MATERIAL FOR THE TASK
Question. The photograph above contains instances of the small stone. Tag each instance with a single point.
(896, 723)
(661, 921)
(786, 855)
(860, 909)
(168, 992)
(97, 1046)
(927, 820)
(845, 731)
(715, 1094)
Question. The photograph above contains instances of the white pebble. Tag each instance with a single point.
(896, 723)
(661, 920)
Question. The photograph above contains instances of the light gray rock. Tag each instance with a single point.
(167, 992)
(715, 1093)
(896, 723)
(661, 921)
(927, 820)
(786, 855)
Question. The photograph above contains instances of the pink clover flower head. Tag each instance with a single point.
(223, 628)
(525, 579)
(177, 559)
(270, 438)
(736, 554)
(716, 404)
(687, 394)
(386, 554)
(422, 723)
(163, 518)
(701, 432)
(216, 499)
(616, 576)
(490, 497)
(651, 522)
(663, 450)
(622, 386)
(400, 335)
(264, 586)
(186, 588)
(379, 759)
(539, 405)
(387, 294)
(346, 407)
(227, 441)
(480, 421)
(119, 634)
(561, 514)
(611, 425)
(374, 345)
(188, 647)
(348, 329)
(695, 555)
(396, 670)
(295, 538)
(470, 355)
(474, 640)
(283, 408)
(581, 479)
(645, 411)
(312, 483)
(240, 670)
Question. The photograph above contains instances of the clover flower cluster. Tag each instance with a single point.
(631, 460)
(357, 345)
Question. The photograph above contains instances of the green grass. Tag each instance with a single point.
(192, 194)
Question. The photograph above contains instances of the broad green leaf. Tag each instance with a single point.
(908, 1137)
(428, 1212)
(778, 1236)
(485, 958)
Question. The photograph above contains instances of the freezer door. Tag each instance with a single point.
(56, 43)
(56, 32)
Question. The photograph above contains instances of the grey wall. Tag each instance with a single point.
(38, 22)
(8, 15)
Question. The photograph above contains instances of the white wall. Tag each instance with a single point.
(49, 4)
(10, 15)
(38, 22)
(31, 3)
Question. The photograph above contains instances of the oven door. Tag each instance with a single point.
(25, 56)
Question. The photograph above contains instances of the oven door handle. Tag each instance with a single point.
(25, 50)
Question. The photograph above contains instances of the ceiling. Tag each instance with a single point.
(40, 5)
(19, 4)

YOUR TASK
Repeat the entries exactly, all of them.

SOLUTION TO THE PROBLEM
Question. The photograph above contains instances of the small stone. Tag each instance with a single point.
(896, 723)
(661, 921)
(786, 855)
(860, 909)
(168, 992)
(97, 1046)
(927, 820)
(845, 731)
(715, 1094)
Question. The photograph above contains instances of the white pebble. Tag each instance with a single point.
(896, 723)
(661, 920)
Question. The photograph above contains instances of the light gray rock. Tag each instance with a single point.
(167, 992)
(715, 1093)
(896, 723)
(661, 921)
(927, 820)
(786, 855)
Question. The photograph above contains instances of the pink clover flower head. Tag each instance with a single point.
(223, 628)
(525, 579)
(177, 559)
(270, 438)
(736, 554)
(716, 404)
(687, 394)
(386, 554)
(422, 723)
(163, 518)
(701, 432)
(216, 499)
(616, 576)
(490, 497)
(651, 522)
(663, 450)
(622, 386)
(400, 335)
(264, 586)
(186, 588)
(379, 759)
(539, 405)
(387, 294)
(346, 407)
(227, 441)
(480, 421)
(119, 634)
(561, 514)
(611, 425)
(374, 345)
(188, 647)
(348, 329)
(695, 555)
(396, 670)
(295, 538)
(470, 355)
(474, 640)
(283, 408)
(581, 479)
(645, 411)
(312, 483)
(240, 670)
Question. The photograph above contains instances of the clover flower cluster. Tag each instance with a single point.
(631, 460)
(357, 345)
Question. The photograph above contains instances of the green grass. Tag each instance with a single point.
(192, 194)
Question. The photograph above contains instances of the broad green leaf. Tag each instance with a single point.
(908, 1137)
(428, 1212)
(778, 1236)
(485, 958)
Question. The photograph above contains instances of the freezer door. Tag each instance with a single point.
(56, 43)
(56, 32)
Question. The photograph above contains instances of the grey wall. Tag each instance with a single point.
(38, 22)
(8, 15)
Question. The photograph above contains instances of the white wall. Tag each instance with a single point.
(49, 4)
(10, 15)
(38, 22)
(31, 3)
Question. The photograph above contains instances of the oven door. Tag each instance with a single point.
(25, 56)
Question. The photograph above contains instances of the oven door handle. Tag each instance with a single point.
(25, 50)
Question. The photograph above contains instances of the ceiling. Tag each instance with a single point.
(40, 5)
(19, 4)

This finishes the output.